Among the lines of the records, find all that carry the word "below" and copy them.
######
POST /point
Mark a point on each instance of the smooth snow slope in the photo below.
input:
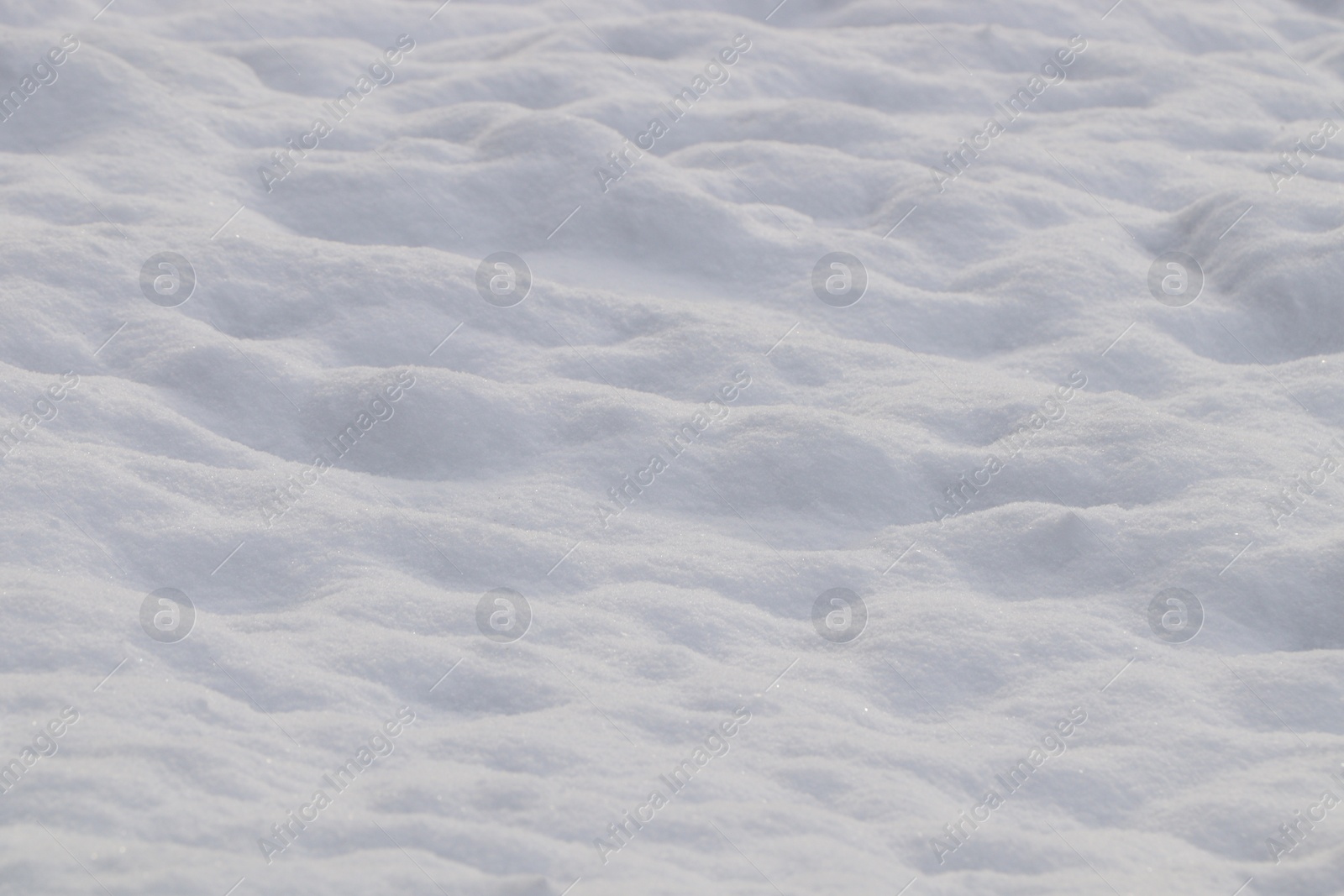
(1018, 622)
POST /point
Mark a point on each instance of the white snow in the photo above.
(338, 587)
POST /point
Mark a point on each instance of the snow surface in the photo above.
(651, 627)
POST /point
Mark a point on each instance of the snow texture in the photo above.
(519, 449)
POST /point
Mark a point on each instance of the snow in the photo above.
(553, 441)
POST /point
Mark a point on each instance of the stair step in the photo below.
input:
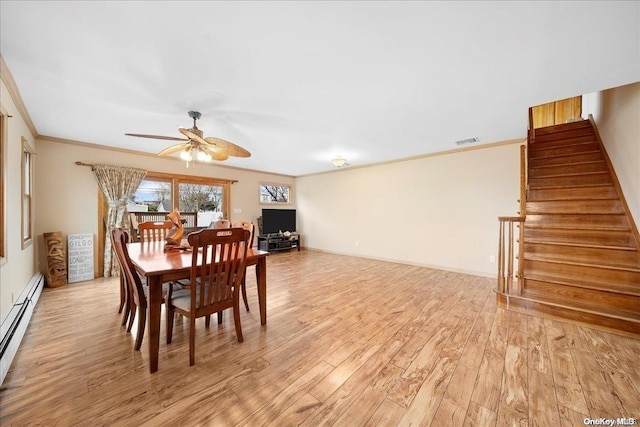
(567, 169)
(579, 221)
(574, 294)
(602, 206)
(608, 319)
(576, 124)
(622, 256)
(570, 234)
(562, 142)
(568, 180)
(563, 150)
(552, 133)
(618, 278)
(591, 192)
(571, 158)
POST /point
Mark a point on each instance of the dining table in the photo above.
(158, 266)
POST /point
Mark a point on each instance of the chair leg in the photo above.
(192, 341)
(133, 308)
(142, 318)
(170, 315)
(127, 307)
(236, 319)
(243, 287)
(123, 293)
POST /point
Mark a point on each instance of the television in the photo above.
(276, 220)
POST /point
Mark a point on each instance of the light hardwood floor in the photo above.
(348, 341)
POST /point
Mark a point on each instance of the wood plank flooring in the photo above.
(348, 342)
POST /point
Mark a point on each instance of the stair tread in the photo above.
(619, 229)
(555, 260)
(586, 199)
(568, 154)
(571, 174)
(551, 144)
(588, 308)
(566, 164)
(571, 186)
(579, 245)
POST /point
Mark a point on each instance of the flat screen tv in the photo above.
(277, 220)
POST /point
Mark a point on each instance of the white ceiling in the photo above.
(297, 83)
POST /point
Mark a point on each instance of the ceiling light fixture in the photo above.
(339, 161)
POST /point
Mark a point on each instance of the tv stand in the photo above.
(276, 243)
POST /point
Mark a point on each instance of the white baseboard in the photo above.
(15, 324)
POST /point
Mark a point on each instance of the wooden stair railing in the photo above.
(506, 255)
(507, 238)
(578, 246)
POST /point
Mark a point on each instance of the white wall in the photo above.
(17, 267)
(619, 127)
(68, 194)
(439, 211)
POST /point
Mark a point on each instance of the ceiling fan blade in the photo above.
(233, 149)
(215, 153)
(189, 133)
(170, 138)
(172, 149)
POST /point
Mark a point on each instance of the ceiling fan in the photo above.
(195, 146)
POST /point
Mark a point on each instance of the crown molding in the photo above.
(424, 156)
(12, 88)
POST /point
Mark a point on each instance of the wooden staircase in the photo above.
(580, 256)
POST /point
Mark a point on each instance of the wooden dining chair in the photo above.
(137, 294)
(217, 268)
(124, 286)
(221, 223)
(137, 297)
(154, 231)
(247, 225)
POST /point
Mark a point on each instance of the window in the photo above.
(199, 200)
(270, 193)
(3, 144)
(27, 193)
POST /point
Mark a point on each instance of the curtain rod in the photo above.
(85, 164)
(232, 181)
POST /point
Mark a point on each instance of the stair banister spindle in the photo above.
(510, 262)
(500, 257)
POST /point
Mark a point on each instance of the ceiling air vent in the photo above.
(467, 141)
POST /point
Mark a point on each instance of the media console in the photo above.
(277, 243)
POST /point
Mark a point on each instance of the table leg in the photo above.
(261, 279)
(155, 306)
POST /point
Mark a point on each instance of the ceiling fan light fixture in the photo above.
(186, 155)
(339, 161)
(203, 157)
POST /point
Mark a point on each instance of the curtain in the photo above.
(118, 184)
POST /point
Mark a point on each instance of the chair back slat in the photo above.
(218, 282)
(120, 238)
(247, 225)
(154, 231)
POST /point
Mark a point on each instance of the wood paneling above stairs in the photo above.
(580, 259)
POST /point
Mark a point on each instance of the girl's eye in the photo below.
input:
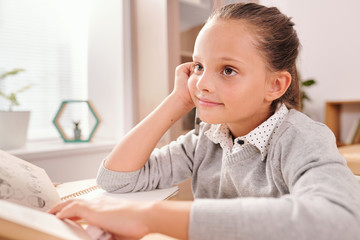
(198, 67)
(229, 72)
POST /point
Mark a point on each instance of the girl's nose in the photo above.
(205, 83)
######
### Result of this exercise
Mark a point on each instance of the smooth snow slope in the photo below.
Mark a point on each instance of the stair step in the photo below.
Mark a point on each instance of the girl's eye in the photo below.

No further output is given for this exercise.